**What is being asked:** Produce an exact transcript of all the records.

[Collected data]
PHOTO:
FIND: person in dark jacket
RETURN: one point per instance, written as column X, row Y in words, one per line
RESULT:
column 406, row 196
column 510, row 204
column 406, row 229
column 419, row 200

**Solution for this problem:**
PHOTO:
FIND: person in dark jacket
RETURN: one point per instance, written as column X, row Y in words, one per line
RESULT:
column 406, row 196
column 510, row 204
column 406, row 229
column 419, row 200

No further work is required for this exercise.